◆ Short problem 1:
Translate this sentence from the post on Microsoft's OCR service into Spanish: "Creating this service gives you a URI endpoint to call as a web service, and an API key, which must be passed in the header of web service calls."
◆ Short problem 2:
Resume the post on Microsoft's OCR service right after its final sentence.

◆ Supplied passage:
* * * * *

# Friday, July 12, 2019

From its earliest days, Microsoft Cognitive Services has had the ability to convert pictures of text into text - process known as Optical Character Recognition. I wrote about using this service here and here.

Recently, Microsoft released a new service to perform OCR. Unlike the previous service, which only requires a single web service call, this service requires two calls: one to pass an image and start the text recognition process; and other to ask the status of that text recognition process and return the transcribed text.

To get started, you will need to create a Computer Vision key, as described here.

Creating this service gives you a URI endpoint to call as a web service, and an API key, which must be passed in the header of web service calls.

Recognize Text

The first call is to the Recognize Text API. To call this API, send an HTTP POST to the following URL:

https://lllll.api.cognitive.microsoft.com/vision/v2.0/recognizeText?mode=mmmmm

where:

lllll is the location selected when you created the Computer Vision Cognitive Service in Azure; and

mmmmm is "Printed" if the image contains printed text, as from a computer or typewriter; or "Handwritten" if the image contains a picture of handwritten text.

The header of an HTTP request can include name-value pairs. In this request, include the following name-value pairs:

Name Value
Ocp-Apim-Subscription-Key The Computer Vision API key (from the Cognitive Service created above)
Content-Type "application/json", if you plan to pass a URL pointing to an image on the public web;
"application/octet-stream", if you are passing the actual image in the request body.
Details about the request body are described below.

You must pass the image or the URL of the image in the request body. What you pass must be consistent with the "Content-Type" value passed in the header.

If you set the Content-Type header value to "application/json", pass the following JSON in the request body:

{"url":"http://xxxx.com/xxx.xxx"}  

where http://xxxx.com/xxx.xxx is the URL of the image you want to analyze. This image must be accessible to Cognitive Service (e.g., it cannot be behind a firewall or password-protected).

If you set the Content-Type header value to "application/octet-stream", pass the binary image in the request body.

* * * * *

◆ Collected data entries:
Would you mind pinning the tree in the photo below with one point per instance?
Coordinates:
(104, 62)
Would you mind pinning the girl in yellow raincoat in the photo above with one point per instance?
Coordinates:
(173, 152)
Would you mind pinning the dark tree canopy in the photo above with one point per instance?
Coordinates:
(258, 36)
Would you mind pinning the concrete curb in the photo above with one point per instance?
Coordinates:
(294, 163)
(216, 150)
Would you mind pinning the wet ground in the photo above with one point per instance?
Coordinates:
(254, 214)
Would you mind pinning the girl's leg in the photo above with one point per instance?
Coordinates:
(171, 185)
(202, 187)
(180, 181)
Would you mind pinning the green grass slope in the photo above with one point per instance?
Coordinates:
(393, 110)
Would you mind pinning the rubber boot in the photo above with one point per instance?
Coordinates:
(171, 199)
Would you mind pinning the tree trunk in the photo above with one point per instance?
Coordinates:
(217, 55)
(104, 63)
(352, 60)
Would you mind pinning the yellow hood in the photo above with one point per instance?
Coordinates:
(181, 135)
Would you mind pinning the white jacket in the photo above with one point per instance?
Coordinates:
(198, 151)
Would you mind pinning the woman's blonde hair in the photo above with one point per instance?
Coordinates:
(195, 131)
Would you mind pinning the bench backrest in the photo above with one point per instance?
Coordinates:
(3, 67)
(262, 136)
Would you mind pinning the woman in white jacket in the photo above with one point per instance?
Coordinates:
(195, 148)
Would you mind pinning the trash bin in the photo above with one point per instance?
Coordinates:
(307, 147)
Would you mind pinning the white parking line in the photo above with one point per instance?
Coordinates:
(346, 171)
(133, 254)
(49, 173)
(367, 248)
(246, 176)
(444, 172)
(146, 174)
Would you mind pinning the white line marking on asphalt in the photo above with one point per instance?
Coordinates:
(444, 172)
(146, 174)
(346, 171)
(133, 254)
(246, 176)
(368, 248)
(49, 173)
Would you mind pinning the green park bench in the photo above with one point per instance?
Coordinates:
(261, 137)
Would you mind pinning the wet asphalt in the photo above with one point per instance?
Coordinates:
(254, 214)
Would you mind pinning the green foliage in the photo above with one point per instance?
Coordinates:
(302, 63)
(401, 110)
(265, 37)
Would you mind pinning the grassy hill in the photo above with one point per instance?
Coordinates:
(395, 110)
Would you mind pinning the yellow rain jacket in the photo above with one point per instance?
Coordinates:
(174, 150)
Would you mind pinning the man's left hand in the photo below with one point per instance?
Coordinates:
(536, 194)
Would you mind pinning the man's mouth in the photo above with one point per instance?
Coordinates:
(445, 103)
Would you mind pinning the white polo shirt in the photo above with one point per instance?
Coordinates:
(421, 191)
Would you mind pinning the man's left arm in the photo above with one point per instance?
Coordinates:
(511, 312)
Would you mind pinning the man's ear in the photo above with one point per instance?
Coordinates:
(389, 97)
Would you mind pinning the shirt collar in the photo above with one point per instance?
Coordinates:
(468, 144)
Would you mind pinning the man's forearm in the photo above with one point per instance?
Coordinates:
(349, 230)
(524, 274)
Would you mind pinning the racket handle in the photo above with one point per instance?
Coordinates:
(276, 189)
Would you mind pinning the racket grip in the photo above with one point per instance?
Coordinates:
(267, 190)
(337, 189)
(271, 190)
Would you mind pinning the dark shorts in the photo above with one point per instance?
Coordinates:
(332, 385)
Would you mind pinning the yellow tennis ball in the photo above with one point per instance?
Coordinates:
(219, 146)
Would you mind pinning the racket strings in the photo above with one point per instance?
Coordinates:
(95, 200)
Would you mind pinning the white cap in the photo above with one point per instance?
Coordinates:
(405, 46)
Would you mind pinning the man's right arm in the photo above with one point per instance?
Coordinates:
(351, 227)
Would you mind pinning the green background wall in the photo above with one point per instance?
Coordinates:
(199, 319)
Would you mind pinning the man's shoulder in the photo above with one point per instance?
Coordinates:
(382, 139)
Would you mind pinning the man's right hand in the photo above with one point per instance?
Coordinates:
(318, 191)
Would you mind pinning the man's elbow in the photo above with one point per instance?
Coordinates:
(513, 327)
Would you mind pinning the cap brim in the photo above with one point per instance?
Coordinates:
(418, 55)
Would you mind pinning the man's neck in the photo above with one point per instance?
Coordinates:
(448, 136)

* * * * *

◆ Result 1:
Crear este servicio le proporciona un punto de conexión URI al que llamar como servicio web y una clave de API, que debe pasarse en el encabezado de las llamadas al servicio web.

◆ Result 2:
You will receive an HTTP response to your POST. If you receive a response code of "202" ("Accepted"), this is an indication that the POST was successful, and the service is analyzing the image. An "Accepted" response will include the "Operation-Location in its header. The value of this header will contain a URL that you can use to query if the service has finished analyzing the image. The URL will look like the following:

https://lllll.api.cognitiveservices.microsoft.com/vision/v2.0/textOperations/gggggggg-gggg-gggg-gggg-gggggggggggg

where

lllll is the location selected when you created the Computer Vision Cognitive Service in Azure; and

gggggggg-gggg-gggg-gggg-gggggggggggg is a GUID that uniquely identifies the analysis job.

Get Recognize Text Operation Result

After you call the Recognize Text service, you can call the Get Recognize Text Operation Result service to determine if the OCR operation is complete.

To call this service, send an HTTP GET request to the "Operation-Location" URL returned in the request above.

In the header, send the following name-value pair:

Name Value
Ocp-Apim-Subscription-Key The Computer Vision API key (from the Cognitive Service created above)

This is the same value as in the previous request.

An HTTP GET request has no body, so there is nothing to send there.

If the request is successful, you will receive an HTTP "200" ("OK") response code. A successful response does not mean that the image has been analyzed. To know if it has been analyzed, you will need to look at the JSON object returned in the body of the response.

At the root of this JSON object is a property named "status". If the value of this property is "Succeeded", this indicates that the analysis is complete, and the text of the image will also be included in the same JSON object.

Other possible statuses are "NotStarted", "Running" and "Failed".

A successful status will include the recognized text in the JSON document.

At the root of the JSON (the same level as "status") is an object named "recognitionResult". This object contains a child object named "lines".

The "lines" object contains an array of anonymous objects, each of which contains a "boundingBox" object, a "text" object, and a "words" object. Each object in this array represents a line of text.

The "boundingBox" object contains an array of exactly 8 integers, representing the x,y coordinates of the corners an invisible rectangle around the line.

The "text" object contains a string with the full text of the line.

The "words" object contains an array of anonymous objects, each of which contains a "boundingBox" object and a "text" object. Each object in this array represents a single word in this line.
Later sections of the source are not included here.